WHAT TO DO
Pick out every line in the rows below that contains the word "sleeve" and copy each one. Case counts.

RECORDS FOR THIS EXERCISE
○ ○ ○ ○
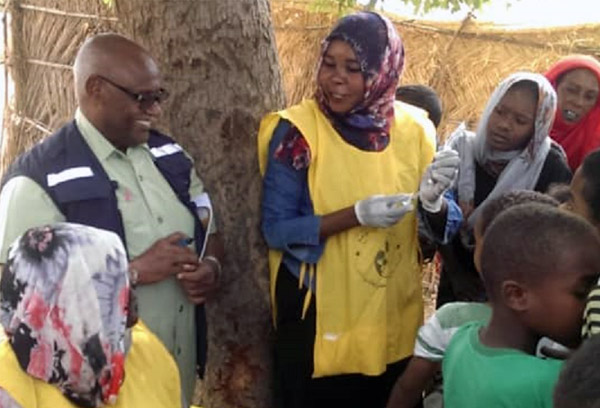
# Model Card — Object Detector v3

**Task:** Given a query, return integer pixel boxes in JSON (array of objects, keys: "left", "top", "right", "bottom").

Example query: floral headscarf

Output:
[
  {"left": 0, "top": 223, "right": 130, "bottom": 407},
  {"left": 448, "top": 72, "right": 556, "bottom": 228},
  {"left": 545, "top": 55, "right": 600, "bottom": 171},
  {"left": 315, "top": 12, "right": 404, "bottom": 150}
]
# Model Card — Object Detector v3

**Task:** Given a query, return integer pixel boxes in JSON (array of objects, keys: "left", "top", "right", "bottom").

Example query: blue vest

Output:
[{"left": 2, "top": 121, "right": 207, "bottom": 375}]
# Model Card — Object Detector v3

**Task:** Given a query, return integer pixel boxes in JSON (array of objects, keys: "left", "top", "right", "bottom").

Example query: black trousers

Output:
[{"left": 274, "top": 265, "right": 420, "bottom": 408}]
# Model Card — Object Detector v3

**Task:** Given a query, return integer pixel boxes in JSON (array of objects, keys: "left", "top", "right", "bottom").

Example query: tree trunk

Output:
[{"left": 116, "top": 0, "right": 284, "bottom": 408}]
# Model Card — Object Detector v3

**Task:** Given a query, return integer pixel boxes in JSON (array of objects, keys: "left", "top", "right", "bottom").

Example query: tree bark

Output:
[{"left": 116, "top": 0, "right": 284, "bottom": 408}]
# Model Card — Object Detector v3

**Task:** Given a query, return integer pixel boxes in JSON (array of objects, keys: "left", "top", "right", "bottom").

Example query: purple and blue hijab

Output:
[{"left": 315, "top": 12, "right": 404, "bottom": 151}]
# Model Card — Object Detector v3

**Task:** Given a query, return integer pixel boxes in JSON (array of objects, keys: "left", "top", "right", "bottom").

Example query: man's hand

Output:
[
  {"left": 177, "top": 260, "right": 219, "bottom": 305},
  {"left": 129, "top": 232, "right": 198, "bottom": 285}
]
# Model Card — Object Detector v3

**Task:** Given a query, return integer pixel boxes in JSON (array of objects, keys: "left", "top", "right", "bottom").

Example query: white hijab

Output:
[{"left": 447, "top": 72, "right": 556, "bottom": 228}]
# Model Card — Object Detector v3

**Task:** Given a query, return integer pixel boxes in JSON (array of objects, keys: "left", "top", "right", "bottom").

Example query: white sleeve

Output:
[{"left": 414, "top": 312, "right": 448, "bottom": 361}]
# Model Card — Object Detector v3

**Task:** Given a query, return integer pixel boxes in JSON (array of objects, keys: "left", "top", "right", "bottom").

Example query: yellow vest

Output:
[
  {"left": 258, "top": 100, "right": 435, "bottom": 377},
  {"left": 0, "top": 322, "right": 181, "bottom": 408}
]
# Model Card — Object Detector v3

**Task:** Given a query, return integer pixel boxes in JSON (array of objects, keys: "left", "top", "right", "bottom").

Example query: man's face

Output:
[{"left": 95, "top": 56, "right": 162, "bottom": 151}]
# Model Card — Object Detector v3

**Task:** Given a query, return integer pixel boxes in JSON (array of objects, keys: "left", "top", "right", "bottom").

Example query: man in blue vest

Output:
[{"left": 0, "top": 34, "right": 222, "bottom": 401}]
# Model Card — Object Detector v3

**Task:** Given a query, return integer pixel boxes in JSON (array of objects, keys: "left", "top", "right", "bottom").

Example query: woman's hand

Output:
[
  {"left": 354, "top": 194, "right": 414, "bottom": 228},
  {"left": 419, "top": 149, "right": 460, "bottom": 214}
]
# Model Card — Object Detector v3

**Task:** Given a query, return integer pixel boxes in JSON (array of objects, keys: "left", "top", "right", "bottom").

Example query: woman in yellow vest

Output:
[
  {"left": 0, "top": 223, "right": 182, "bottom": 408},
  {"left": 259, "top": 12, "right": 460, "bottom": 408}
]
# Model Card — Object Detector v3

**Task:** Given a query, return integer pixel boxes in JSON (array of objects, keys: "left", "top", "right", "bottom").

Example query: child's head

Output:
[
  {"left": 565, "top": 150, "right": 600, "bottom": 229},
  {"left": 481, "top": 204, "right": 600, "bottom": 347},
  {"left": 486, "top": 80, "right": 539, "bottom": 151},
  {"left": 473, "top": 190, "right": 558, "bottom": 271},
  {"left": 554, "top": 336, "right": 600, "bottom": 408},
  {"left": 396, "top": 84, "right": 442, "bottom": 128}
]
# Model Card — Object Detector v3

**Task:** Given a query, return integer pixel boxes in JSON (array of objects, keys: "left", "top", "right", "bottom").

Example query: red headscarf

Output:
[{"left": 545, "top": 55, "right": 600, "bottom": 171}]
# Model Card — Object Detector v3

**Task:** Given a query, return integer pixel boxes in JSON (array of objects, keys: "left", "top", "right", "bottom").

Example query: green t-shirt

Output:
[{"left": 442, "top": 322, "right": 562, "bottom": 408}]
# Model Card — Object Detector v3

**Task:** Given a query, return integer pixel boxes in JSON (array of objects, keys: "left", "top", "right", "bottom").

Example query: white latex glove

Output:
[
  {"left": 354, "top": 194, "right": 414, "bottom": 228},
  {"left": 419, "top": 149, "right": 460, "bottom": 214}
]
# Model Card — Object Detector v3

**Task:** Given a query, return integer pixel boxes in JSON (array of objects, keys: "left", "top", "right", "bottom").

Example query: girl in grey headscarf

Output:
[{"left": 438, "top": 72, "right": 571, "bottom": 305}]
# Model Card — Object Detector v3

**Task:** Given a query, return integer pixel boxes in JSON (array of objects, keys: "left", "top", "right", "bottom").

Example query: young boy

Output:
[
  {"left": 387, "top": 190, "right": 558, "bottom": 408},
  {"left": 443, "top": 204, "right": 600, "bottom": 408},
  {"left": 554, "top": 336, "right": 600, "bottom": 408}
]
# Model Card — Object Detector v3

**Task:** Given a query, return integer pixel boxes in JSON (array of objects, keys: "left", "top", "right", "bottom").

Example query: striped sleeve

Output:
[{"left": 582, "top": 285, "right": 600, "bottom": 338}]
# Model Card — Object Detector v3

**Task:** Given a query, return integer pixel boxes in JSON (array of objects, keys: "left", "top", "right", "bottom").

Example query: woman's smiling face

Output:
[
  {"left": 556, "top": 68, "right": 600, "bottom": 123},
  {"left": 317, "top": 40, "right": 365, "bottom": 114}
]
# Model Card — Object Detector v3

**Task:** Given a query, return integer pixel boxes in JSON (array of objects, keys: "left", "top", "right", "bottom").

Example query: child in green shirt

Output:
[
  {"left": 443, "top": 204, "right": 600, "bottom": 408},
  {"left": 387, "top": 190, "right": 558, "bottom": 408}
]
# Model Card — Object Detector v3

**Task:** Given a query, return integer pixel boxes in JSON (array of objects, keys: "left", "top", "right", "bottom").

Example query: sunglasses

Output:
[{"left": 98, "top": 75, "right": 169, "bottom": 110}]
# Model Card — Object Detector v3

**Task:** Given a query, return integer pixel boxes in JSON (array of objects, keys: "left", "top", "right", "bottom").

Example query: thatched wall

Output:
[
  {"left": 0, "top": 0, "right": 600, "bottom": 168},
  {"left": 271, "top": 1, "right": 600, "bottom": 139},
  {"left": 1, "top": 0, "right": 118, "bottom": 168}
]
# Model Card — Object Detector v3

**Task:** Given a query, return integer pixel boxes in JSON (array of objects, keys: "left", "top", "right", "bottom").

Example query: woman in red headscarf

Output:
[{"left": 545, "top": 55, "right": 600, "bottom": 171}]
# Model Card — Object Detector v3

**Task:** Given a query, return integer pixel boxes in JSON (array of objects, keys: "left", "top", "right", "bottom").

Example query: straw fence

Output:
[{"left": 271, "top": 1, "right": 600, "bottom": 137}]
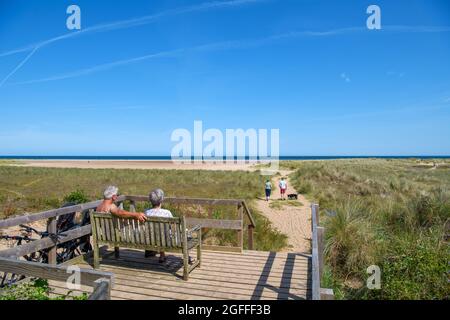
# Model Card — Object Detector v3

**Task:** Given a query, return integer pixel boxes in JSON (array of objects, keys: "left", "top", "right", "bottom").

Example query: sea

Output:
[{"left": 0, "top": 155, "right": 450, "bottom": 161}]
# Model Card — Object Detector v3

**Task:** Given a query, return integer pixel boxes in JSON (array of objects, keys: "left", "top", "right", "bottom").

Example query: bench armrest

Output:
[
  {"left": 186, "top": 224, "right": 202, "bottom": 239},
  {"left": 187, "top": 224, "right": 202, "bottom": 233}
]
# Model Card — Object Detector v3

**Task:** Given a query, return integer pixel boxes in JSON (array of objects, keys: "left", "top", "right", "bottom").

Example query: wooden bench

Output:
[{"left": 91, "top": 212, "right": 202, "bottom": 280}]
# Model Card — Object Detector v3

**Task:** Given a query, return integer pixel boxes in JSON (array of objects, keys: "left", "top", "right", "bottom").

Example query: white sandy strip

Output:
[{"left": 11, "top": 160, "right": 264, "bottom": 171}]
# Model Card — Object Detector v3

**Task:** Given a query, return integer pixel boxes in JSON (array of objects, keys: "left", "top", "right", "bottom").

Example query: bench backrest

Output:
[{"left": 91, "top": 212, "right": 186, "bottom": 248}]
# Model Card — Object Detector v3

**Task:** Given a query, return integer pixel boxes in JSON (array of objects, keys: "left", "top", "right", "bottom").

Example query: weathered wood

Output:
[
  {"left": 126, "top": 195, "right": 243, "bottom": 206},
  {"left": 51, "top": 251, "right": 311, "bottom": 300},
  {"left": 91, "top": 213, "right": 201, "bottom": 280},
  {"left": 237, "top": 204, "right": 244, "bottom": 250},
  {"left": 0, "top": 225, "right": 91, "bottom": 257},
  {"left": 130, "top": 200, "right": 136, "bottom": 212},
  {"left": 88, "top": 278, "right": 111, "bottom": 300},
  {"left": 248, "top": 225, "right": 255, "bottom": 250},
  {"left": 186, "top": 218, "right": 242, "bottom": 230},
  {"left": 242, "top": 201, "right": 256, "bottom": 227},
  {"left": 311, "top": 204, "right": 320, "bottom": 300},
  {"left": 203, "top": 245, "right": 242, "bottom": 253},
  {"left": 317, "top": 227, "right": 325, "bottom": 281},
  {"left": 181, "top": 216, "right": 189, "bottom": 280},
  {"left": 47, "top": 217, "right": 58, "bottom": 264},
  {"left": 320, "top": 288, "right": 334, "bottom": 300},
  {"left": 0, "top": 196, "right": 126, "bottom": 229},
  {"left": 0, "top": 258, "right": 114, "bottom": 286}
]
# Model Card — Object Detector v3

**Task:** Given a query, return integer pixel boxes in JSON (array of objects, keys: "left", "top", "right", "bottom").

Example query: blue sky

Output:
[{"left": 0, "top": 0, "right": 450, "bottom": 155}]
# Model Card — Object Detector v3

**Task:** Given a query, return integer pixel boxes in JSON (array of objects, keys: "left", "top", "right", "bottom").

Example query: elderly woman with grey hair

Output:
[
  {"left": 96, "top": 186, "right": 147, "bottom": 222},
  {"left": 145, "top": 189, "right": 173, "bottom": 262}
]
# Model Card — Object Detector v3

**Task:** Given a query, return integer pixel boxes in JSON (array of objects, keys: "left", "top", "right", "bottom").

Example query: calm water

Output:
[{"left": 0, "top": 155, "right": 450, "bottom": 160}]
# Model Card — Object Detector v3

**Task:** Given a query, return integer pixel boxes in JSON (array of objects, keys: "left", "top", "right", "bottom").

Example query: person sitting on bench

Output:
[
  {"left": 145, "top": 189, "right": 173, "bottom": 263},
  {"left": 95, "top": 186, "right": 147, "bottom": 222}
]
○ ○ ○ ○
SOLUTION FOR THIS EXERCISE
Example query: white sleeve
Example query: striped sleeve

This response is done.